(Extracted information):

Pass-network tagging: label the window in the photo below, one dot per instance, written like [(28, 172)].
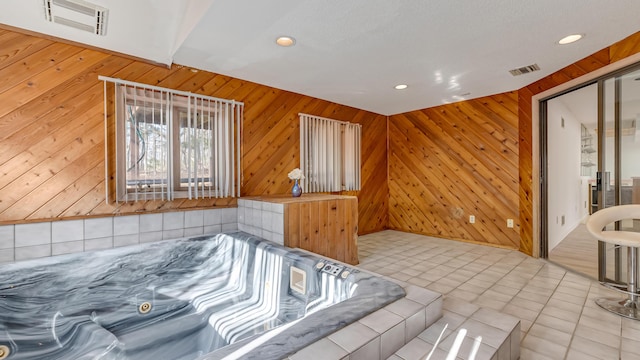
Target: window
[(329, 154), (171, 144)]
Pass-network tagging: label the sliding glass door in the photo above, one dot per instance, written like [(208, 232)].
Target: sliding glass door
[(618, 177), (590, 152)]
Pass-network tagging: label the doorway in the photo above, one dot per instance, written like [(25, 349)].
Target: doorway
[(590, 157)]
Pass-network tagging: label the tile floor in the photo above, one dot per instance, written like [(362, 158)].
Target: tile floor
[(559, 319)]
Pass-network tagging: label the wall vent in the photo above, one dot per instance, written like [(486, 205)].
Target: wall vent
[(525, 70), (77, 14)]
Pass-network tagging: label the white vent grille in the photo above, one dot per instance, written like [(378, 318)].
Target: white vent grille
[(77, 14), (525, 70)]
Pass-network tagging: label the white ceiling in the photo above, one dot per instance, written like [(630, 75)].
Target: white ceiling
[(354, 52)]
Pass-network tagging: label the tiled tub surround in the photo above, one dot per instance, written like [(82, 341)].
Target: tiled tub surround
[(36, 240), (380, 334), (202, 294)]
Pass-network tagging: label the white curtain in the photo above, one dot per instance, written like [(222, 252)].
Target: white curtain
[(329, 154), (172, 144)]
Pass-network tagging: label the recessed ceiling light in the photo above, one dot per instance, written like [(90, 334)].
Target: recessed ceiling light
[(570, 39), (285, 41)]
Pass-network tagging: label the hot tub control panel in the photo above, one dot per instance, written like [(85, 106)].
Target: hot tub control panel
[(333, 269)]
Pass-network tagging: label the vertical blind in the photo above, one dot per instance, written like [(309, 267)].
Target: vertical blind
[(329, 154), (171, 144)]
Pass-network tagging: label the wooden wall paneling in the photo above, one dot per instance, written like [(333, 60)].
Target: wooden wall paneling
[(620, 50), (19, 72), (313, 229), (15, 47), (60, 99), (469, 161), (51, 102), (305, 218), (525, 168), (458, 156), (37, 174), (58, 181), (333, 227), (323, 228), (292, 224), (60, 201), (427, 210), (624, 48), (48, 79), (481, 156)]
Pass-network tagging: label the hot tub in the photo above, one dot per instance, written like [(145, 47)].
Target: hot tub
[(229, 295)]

(What is expected): Put every line of the records above into a Markdown table with the columns Row and Line, numbering each row and skipping blank lines. Leave the pictures out.

(Response to this task):
| Row | Line |
|---|---|
| 1 | Pass-network tagging: label the window in the photo below, one dot per instance, written like [(28, 172)]. |
| 2 | Target: window |
| 3 | [(329, 154), (171, 144)] |
| 4 | Pass-network tagging: label the sliding glass door in the photo above, one dot per instance, written like [(208, 232)]. |
| 5 | Target: sliding glass door |
| 6 | [(618, 177), (590, 152)] |
| 7 | Pass-network tagging: label the doorway in the photo above, one dot per instance, written like [(25, 349)]. |
| 8 | Target: doorway |
| 9 | [(590, 157)] |
| 10 | Pass-network tagging: label the tile floor in the photo above, one dot per instance, written like [(362, 158)]. |
| 11 | Target: tile floor |
| 12 | [(559, 319)] |
| 13 | Pass-network tagging: label the wall vent in the photo above, one dot per instance, written like [(486, 205)]. |
| 14 | Target: wall vent |
| 15 | [(525, 70), (77, 14)] |
| 16 | Pass-network tagging: label the white vent grille in the photo above, one dot per instance, written like [(378, 318)]. |
| 17 | Target: white vent grille |
| 18 | [(77, 14), (525, 70)] |
| 19 | Pass-network tagging: label the white ceiling in the photo above, one dot per instance, written like [(630, 75)]. |
| 20 | Target: white ceiling |
| 21 | [(354, 52)] |
| 22 | Pass-network tagging: label the tiled tub surround in the photo above, one dot per instance, written like [(82, 341)]. |
| 23 | Target: tiled tub surround |
| 24 | [(36, 240), (380, 334), (202, 294)] |
| 25 | Pass-network tagging: label the white curtain in the photo above, one dot per instance, written like [(222, 252)]. |
| 26 | Target: white curtain |
| 27 | [(329, 154), (172, 144)] |
| 28 | Pass-network tagging: label the recessed ceiling light in the photo above, one dot per instance, written like [(90, 334)]. |
| 29 | Target: recessed ceiling light |
| 30 | [(570, 39), (285, 41)] |
| 31 | Pass-network tagging: label the hot tub control panel in the photo above, one dot per instance, written like [(85, 106)]. |
| 32 | Target: hot tub control panel |
| 33 | [(333, 269)] |
| 34 | Pass-network tagging: label the vertical blind in the photo above, one dot per instance, written like [(309, 267)]. |
| 35 | Target: vertical blind |
| 36 | [(329, 154), (171, 144)] |
| 37 | Pass-network tagging: label the wooden wall paneling in the photo above, one dot per instance, written like [(333, 60)]. |
| 38 | Target: wooden wall paneling |
| 39 | [(620, 50), (19, 72), (313, 229), (15, 47), (60, 99), (469, 161), (51, 102), (305, 218), (525, 168), (458, 156), (37, 174), (58, 181), (333, 227), (323, 228), (292, 224), (60, 201), (427, 210), (624, 48), (48, 79), (481, 156)] |
| 40 | Pass-network tagging: label the hot tub in the photo above, one dot per instance, written like [(145, 47)]. |
| 41 | Target: hot tub |
| 42 | [(229, 295)] |